Reproduce the listing below word for word, from the first line to the last, and omit the pictures.

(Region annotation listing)
%%

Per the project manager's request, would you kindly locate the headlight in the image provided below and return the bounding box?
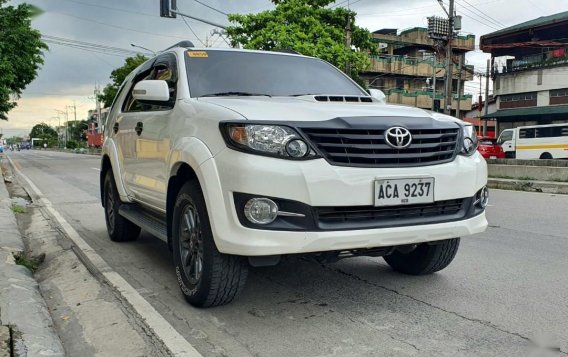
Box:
[460,125,477,156]
[221,123,317,159]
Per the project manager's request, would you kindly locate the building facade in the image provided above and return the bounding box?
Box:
[480,11,568,131]
[361,27,475,118]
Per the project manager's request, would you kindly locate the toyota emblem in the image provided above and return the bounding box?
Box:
[385,126,412,150]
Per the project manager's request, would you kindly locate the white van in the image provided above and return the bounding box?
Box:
[497,123,568,160]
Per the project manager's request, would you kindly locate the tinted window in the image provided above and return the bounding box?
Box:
[536,126,568,138]
[519,128,536,139]
[186,51,368,97]
[122,54,177,112]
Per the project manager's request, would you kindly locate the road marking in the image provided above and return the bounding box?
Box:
[8,157,201,357]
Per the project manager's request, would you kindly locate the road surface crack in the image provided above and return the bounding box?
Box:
[320,264,568,355]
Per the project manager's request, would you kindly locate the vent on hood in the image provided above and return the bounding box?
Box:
[314,95,373,103]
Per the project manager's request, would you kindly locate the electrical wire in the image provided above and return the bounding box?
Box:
[56,0,159,17]
[51,11,186,39]
[180,16,207,47]
[193,0,229,16]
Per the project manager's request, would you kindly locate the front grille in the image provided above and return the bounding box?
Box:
[314,198,471,230]
[302,128,459,167]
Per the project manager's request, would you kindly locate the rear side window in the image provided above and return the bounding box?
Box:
[499,130,513,144]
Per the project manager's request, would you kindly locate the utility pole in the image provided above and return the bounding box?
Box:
[95,83,102,132]
[432,52,438,111]
[345,11,351,77]
[456,55,463,119]
[483,60,491,136]
[444,0,454,115]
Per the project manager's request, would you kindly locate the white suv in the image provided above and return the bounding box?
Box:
[101,45,488,306]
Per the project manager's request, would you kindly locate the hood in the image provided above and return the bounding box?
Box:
[198,96,461,122]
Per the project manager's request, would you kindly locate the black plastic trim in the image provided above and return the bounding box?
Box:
[233,192,485,232]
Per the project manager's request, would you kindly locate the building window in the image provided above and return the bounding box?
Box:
[499,92,537,109]
[550,88,568,105]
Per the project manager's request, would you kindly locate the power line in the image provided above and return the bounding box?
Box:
[458,0,506,28]
[180,16,207,47]
[42,35,144,57]
[56,0,159,17]
[51,11,186,39]
[459,6,502,31]
[193,0,229,16]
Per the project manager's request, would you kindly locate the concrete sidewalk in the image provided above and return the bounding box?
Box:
[0,156,65,357]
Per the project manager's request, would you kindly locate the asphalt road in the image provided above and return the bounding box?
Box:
[8,151,568,356]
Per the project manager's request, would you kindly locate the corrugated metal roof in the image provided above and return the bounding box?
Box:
[482,11,568,39]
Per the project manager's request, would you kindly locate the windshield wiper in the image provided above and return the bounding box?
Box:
[200,92,272,97]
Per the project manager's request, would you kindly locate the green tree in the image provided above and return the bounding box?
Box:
[100,53,148,108]
[30,123,57,146]
[67,120,89,141]
[0,0,47,120]
[227,0,377,79]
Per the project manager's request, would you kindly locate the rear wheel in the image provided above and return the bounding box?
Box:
[104,170,140,242]
[384,238,460,275]
[172,180,248,307]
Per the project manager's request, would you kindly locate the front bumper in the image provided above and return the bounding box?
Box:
[198,149,487,256]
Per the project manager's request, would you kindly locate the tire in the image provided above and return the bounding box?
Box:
[104,169,140,242]
[172,180,248,307]
[384,238,460,275]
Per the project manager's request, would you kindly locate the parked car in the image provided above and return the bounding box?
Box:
[477,137,505,159]
[100,44,488,307]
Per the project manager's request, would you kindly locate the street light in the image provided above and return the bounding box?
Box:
[418,50,437,111]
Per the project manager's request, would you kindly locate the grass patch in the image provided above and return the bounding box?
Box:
[12,205,26,214]
[14,252,43,273]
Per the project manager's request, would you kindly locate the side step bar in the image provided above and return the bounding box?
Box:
[118,204,168,243]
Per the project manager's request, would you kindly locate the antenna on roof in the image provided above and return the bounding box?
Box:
[164,40,195,51]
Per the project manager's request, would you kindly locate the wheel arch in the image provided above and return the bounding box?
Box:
[99,155,112,207]
[166,162,201,250]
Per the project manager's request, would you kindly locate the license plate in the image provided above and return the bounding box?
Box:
[375,177,434,206]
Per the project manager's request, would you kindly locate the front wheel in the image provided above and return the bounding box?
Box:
[384,238,460,275]
[172,180,248,307]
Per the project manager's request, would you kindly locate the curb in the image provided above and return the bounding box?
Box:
[487,177,568,194]
[0,156,65,356]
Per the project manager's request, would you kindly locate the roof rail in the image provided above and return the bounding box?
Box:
[272,48,301,55]
[164,40,195,51]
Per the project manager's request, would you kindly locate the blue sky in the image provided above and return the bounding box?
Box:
[0,0,568,136]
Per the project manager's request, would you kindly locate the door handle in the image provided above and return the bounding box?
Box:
[134,121,144,136]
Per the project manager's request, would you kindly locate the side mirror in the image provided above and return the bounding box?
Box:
[132,80,170,102]
[369,88,387,104]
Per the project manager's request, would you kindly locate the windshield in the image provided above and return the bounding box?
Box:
[185,50,368,97]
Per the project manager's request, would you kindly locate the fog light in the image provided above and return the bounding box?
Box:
[244,198,278,224]
[463,137,477,155]
[286,139,309,157]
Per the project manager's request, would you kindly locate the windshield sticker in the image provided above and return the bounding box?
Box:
[187,51,209,58]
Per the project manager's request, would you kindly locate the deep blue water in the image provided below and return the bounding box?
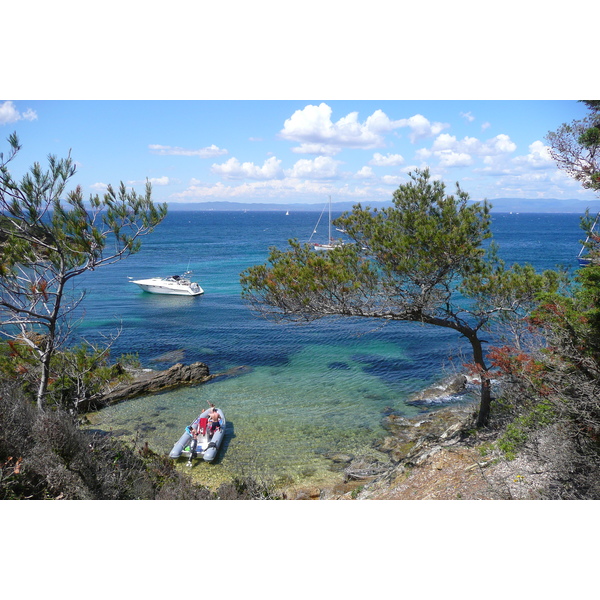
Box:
[79,211,582,483]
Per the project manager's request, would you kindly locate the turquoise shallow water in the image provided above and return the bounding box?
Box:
[81,212,581,485]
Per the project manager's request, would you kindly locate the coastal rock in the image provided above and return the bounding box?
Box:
[406,374,467,406]
[286,487,321,500]
[344,458,390,482]
[86,362,213,411]
[377,405,474,464]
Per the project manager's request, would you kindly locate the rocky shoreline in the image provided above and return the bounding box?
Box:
[85,362,531,500]
[79,362,217,412]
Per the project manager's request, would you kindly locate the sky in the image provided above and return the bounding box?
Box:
[0,99,597,210]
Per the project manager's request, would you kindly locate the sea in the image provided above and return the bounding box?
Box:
[77,210,583,489]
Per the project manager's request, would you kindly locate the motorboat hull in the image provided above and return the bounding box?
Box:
[169,408,227,462]
[132,281,204,296]
[132,276,204,296]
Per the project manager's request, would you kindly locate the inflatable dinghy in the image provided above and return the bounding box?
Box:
[169,408,227,466]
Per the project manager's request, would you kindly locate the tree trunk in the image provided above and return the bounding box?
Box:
[477,373,492,427]
[465,331,492,427]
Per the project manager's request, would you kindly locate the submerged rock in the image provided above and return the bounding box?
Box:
[406,374,468,406]
[85,362,213,411]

%%

**Response for this exercise**:
Per the project manager's request, would you kindly locate the headlight in the image provided below and return the bounding box?
Box:
[460,125,477,156]
[221,123,317,159]
Per the project manager's request, would you kindly locate the building facade in the image provided above and return the bounding box?
Box:
[480,11,568,131]
[361,27,475,118]
Per the project manager's request, would you kindly locate the toyota emblem in the image provided above and return the bounding box?
Box:
[385,126,412,150]
Per the project manager's request, would you kindly locate the white van in the image provided above and return the bounding box?
Box:
[497,123,568,160]
Per the project manager's request, would you kindly locate the tinted window in the image provided above and return the bounding box?
Box:
[536,126,568,138]
[519,128,536,139]
[186,51,368,97]
[122,54,177,112]
Per the project manager's request, would you kindly locate the road marking in the image provided above and return the bounding box?
Box:
[8,157,201,357]
Per the project manager's request, would you kindly locate the road surface crack in the image provided above and return the bounding box?
Box:
[320,264,568,355]
Per the project manager's request, would you kindly locate the vent on hood in the image provided above and return the bounding box?
Box:
[314,95,373,103]
Per the project manager's request, would you kindly locate the electrical wire in the image provided above and return the bounding box?
Box:
[56,0,159,17]
[51,11,186,39]
[180,16,207,47]
[193,0,229,16]
Per the project manager's request, would you kindly locate the front grille in the image provided above and return the bounding box?
Box:
[314,198,471,230]
[302,128,459,167]
Per the project manager's request, would you kindly locate the rear side window in the image provided above and return the bounding box?
Box:
[499,130,513,144]
Per the project manager's request, would you kindly locate the utility pole in the image provided above and return the bounding box?
Box:
[95,83,102,132]
[432,52,438,111]
[345,11,351,77]
[456,55,463,119]
[483,60,491,136]
[444,0,454,115]
Per the project manager's request, would you kindly locate the white suv in the image provided above and return the bounding box?
Box:
[101,45,488,306]
Per the project manager's request, would you kindly locate the hood in the image provided above and return the bounding box?
Box:
[198,96,461,122]
Per the project manager's request, would you kindly locate the black plastic trim in the image provided above and return the bounding box?
Box:
[233,192,485,232]
Per the project manager's request, would you kindly locate the building window in the image provided above and return the bounding box?
Box:
[499,92,537,109]
[550,88,568,105]
Per the project manager's request, would you kindly locate the power line in the image provided above and return the bounding box?
Box:
[458,0,506,28]
[180,16,207,47]
[42,35,144,57]
[56,0,159,17]
[51,11,186,39]
[459,6,502,31]
[193,0,229,16]
Per the project manager's request, would you kindly locate the concrete sidewalk in the image provided above and return the bounding box?
Box:
[0,156,65,357]
Per the project manager's request, would you kindly locate the asphalt road in the image provided above and return the bounding box?
Box:
[8,151,568,356]
Per the project manager's request, would you kindly locate the corrugated metal roof in the image provided above and return the bounding box?
Box:
[482,11,568,39]
Per the project manager's request, would you kindly locate the windshield wiper in the image provided above and return the bounding box?
Box:
[200,92,272,97]
Per the project manager's request, would you kindly locate the green tree in the image provided above and return the bounding box?
Box:
[100,53,148,108]
[30,123,57,146]
[67,120,89,141]
[0,0,47,120]
[227,0,377,79]
Per the project manager's request, would you kindly locate the rear wheel in the image provided above and return the bounding box?
Box:
[104,170,140,242]
[384,238,460,275]
[172,180,248,307]
Per the project manager's request, would you kindly locate the front bumper in the image provided above and return the bounding box?
Box:
[198,149,487,256]
Per the project manager's request, would you kindly locate the tire in the image provided above and return the bounding box?
Box:
[104,169,140,242]
[172,180,248,307]
[384,238,460,275]
Per the project manager's request, would you kindly locate the parked car in the image provided above and return the bounding box?
Box:
[477,137,505,159]
[100,44,488,307]
Per the project manager's request, would you kindly locate the street light in the image provided above and return the bounding box?
Box:
[418,50,437,111]
Per the project manager's request, would you kindly locate the grass patch in the image provided above and return the bounding box?
Box:
[12,205,26,214]
[14,252,43,273]
Per the project manager's request, would you kindly locate the side step bar in the image provided above and return the bounding box?
Box:
[118,204,168,243]
Per the project manager's request, would you kindly locate the antenna on roof in the image provided above and return the bounding box?
Box:
[164,40,195,51]
Per the project manager's request, would you kindly locate the wheel arch in the image provided above and return the bounding box?
Box:
[99,155,112,207]
[166,162,201,250]
Per the project manager's request, would you kindly locate the license plate in the image provided above and return the bounding box?
Box:
[375,177,434,206]
Per the project manager's request, would you kindly locate the front wheel in the image provided above and return the bounding box?
Box:
[384,238,460,275]
[172,180,248,307]
Per the project manager's request, would you kindly locate the curb in the image provided above and return the bounding box?
Box:
[487,177,568,194]
[0,156,65,356]
Per the project manager's request, would you kindly locate the roof rail in the image provided above and return the bounding box?
Box:
[272,48,301,55]
[164,40,195,51]
Per the project manager's request, would you kindly locate the blue sky in the image provided above and return the bounding box?
Box:
[0,0,568,136]
Per the project manager's request, would you kindly locate the door handle in the image provided above and return the bounding box?
Box:
[134,121,144,136]
Per the project manager's request, would you kindly locate the side mirror in the image provided above and return the bounding box?
Box:
[132,80,170,102]
[369,88,387,104]
Per the project manager's request, would you kindly locate the windshield in the image provided above and return the bounding box?
Box:
[185,50,368,97]
Per the project manager's request, would you kindly locate the fog light in the image provided above and return the bounding box?
Box:
[244,198,278,224]
[463,137,477,155]
[286,139,309,157]
Per the project manager's request, would you kindly locate the windshield sticker in the image provided above and return the bounding box?
Box:
[187,51,209,58]
Per the project manager's request, would you kindly locate the deep blue water in the image provided below and return the bounding box?
Box:
[79,211,582,483]
Per the project manager's request, would you kindly locate the turquoise shallow water in the image provided above and return the bounding box?
Box:
[81,212,581,485]
Per the project manager's request, would you kindly locate the coastal rock in the image provided above and return the bounding box?
Box:
[406,374,467,406]
[286,487,321,500]
[344,458,390,482]
[86,362,213,411]
[377,405,474,464]
Per the project manager's request, would you kindly locate the rocky shoreline in the image provided above and return the bounding box?
Box:
[85,362,531,500]
[79,362,217,412]
Per the project manager's request, would you kindly locate the sky in the image provided above and return the bounding box?
Box:
[0,99,597,210]
Per the project manager's request, would you kindly locate the sea in the image provided above and return the bounding box?
Box:
[77,210,583,489]
Per the project manager's request, would you kindly locate the motorboat hull in the image provided above and return the bounding box?
Box:
[169,408,227,462]
[132,281,204,296]
[132,276,204,296]
Per the project manager's request, would you kindly locate the inflatable dinghy in the image provided above and return the bounding box?
Box:
[169,408,227,466]
Per the project manager's request, would you kindly locate the tree trunk in the image provided above and return the bounding box?
Box:
[477,373,492,427]
[465,331,492,427]
Per the project manager's request, would you kindly locate the submerged rock in the image provided above and return the bounding box?
Box:
[406,374,468,406]
[85,362,213,411]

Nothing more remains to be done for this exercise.